Now here you have used a question mark between the first and last name. The thing is when you use a question mark it replaces only that character with any of the characters which are available.

When SUMIF uses criteria that you have specified it only matches the first and last name and ignores the characters in the matching values for the same position where you have used a question mark.

So the crux is this: A question mark represents a single character in a text string.

## 3. Tilde [~] with SUMIFS

I’m not sure if you will ever require using a tilde as a wildcard character. But if your work includes managing the dirtiest data then a tilde could be helpful for you someday.

### Tilde: A Quick Intro

In simple words, a tilde nullifies the effect of wildcard characters (Asterisk and Question Mark).

For example, if you are trying to sum values using a text in which you have an asterisk or a question mark as a real character, SUMIF will treat them as a wildcard instead of a real character.

### Example: SUMIF + Tilde

Here we are using the same data as we have in the above example and in this data again you have my name. But this time name already has a wildcard character with it.

From this data, you need to sum the bonus values with the name where you have a question mark.

Have a look at the below example where we have simply used the criteria to sum bonus values.

But.

If you look at the result of the formula it shows the sum of all the bonus values (for first name and full name).

SUMIF considers that question mark in the criteria as a wildcard and returns the sum of the bonus values where the text in the criteria is “Puneet”.

As I said, we need to use a tilde with an asterisk to get the sum of values. So the formula would be:

`=SUMIF(name_column,“Puneet*~”,amount_column)`

So when you use a tilde next to the asterisk, SUMIF takes it as a real character instead of a wildcard character.

Problem solved. You got the right sum of the values.

## Sample File

**Download this sample file from here** to learn more.

- Entries -
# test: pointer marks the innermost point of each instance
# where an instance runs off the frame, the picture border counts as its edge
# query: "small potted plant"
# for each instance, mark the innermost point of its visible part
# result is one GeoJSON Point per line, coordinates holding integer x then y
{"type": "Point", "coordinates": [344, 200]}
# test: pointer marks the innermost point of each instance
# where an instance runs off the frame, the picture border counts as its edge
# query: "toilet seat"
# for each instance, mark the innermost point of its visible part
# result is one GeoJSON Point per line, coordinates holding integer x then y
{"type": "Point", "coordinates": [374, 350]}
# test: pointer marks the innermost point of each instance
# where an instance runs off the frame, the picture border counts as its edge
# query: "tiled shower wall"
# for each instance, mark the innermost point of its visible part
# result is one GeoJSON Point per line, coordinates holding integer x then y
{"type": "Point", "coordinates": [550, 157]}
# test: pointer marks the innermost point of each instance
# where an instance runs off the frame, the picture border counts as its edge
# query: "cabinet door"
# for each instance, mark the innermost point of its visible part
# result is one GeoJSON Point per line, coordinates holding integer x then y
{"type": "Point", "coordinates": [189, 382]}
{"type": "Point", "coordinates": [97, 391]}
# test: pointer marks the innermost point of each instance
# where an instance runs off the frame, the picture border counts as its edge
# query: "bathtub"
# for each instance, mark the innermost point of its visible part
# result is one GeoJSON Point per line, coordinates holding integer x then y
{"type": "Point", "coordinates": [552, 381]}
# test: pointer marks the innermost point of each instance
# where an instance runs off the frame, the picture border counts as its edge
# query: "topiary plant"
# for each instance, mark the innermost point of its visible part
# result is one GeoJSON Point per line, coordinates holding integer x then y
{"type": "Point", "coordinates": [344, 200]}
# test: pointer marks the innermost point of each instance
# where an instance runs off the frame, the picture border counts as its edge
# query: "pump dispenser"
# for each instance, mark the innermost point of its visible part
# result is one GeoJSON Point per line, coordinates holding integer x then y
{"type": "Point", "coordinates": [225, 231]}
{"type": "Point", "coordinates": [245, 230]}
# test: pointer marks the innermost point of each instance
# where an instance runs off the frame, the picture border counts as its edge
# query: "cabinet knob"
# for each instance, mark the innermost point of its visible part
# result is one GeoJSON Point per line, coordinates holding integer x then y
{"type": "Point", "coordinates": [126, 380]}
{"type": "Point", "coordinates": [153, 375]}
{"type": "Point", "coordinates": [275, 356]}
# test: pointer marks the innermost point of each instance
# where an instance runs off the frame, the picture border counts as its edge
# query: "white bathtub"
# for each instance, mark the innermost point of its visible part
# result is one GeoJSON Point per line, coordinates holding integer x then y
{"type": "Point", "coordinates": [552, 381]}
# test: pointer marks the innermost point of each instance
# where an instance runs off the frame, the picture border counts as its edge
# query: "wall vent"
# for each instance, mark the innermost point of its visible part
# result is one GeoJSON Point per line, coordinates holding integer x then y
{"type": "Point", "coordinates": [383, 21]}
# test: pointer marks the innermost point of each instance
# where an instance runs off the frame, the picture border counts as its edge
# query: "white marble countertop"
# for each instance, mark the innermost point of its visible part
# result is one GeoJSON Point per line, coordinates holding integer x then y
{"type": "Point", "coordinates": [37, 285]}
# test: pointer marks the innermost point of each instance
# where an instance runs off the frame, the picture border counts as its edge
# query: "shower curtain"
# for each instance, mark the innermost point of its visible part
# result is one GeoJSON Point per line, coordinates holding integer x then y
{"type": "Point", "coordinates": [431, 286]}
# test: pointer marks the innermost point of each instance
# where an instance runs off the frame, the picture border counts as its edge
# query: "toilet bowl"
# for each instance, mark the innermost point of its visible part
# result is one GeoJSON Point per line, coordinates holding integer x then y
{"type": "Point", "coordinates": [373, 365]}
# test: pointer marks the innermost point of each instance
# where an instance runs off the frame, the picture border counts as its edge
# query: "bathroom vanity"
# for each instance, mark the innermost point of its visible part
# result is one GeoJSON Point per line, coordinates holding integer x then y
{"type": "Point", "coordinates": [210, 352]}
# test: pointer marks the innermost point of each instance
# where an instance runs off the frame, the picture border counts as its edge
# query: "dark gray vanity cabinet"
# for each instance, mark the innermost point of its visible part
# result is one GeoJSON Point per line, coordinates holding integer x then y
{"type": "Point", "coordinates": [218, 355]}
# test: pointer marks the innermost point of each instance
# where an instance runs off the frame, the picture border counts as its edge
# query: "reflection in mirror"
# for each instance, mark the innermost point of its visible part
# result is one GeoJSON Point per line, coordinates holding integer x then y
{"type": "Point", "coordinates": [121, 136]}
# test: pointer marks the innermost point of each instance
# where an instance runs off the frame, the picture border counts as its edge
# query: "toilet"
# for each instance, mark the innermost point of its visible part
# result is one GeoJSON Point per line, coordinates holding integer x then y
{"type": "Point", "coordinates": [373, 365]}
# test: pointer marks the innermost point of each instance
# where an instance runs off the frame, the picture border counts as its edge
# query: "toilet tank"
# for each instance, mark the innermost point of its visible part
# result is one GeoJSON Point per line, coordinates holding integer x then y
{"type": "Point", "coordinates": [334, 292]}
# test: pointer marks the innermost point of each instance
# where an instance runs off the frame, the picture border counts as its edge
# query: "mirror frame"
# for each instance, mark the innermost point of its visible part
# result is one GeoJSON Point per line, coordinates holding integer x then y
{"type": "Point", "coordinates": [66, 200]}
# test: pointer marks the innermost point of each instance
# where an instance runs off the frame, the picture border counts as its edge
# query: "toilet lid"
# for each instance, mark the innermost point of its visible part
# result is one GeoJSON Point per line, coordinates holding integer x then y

- Task instructions -
a - Write out the passage of the SUMIF wildcard text starting with "Here we are" and going on through "character with it.".
b - Answer these questions from the SUMIF wildcard text:
(i) What does a question mark represent in a text string?
(ii) What does a tilde nullify?
(iii) How does SUMIF treat an asterisk or question mark that appears as a real character in the text used for summing?

- Final results -
a -
Here we are using the same data as we have in the above example and in this data again you have my name. But this time name already has a wildcard character with it.

b -
(i) A single character.
(ii) The effect of the wildcard characters, the asterisk and the question mark.
(iii) It treats them as wildcards instead of real characters.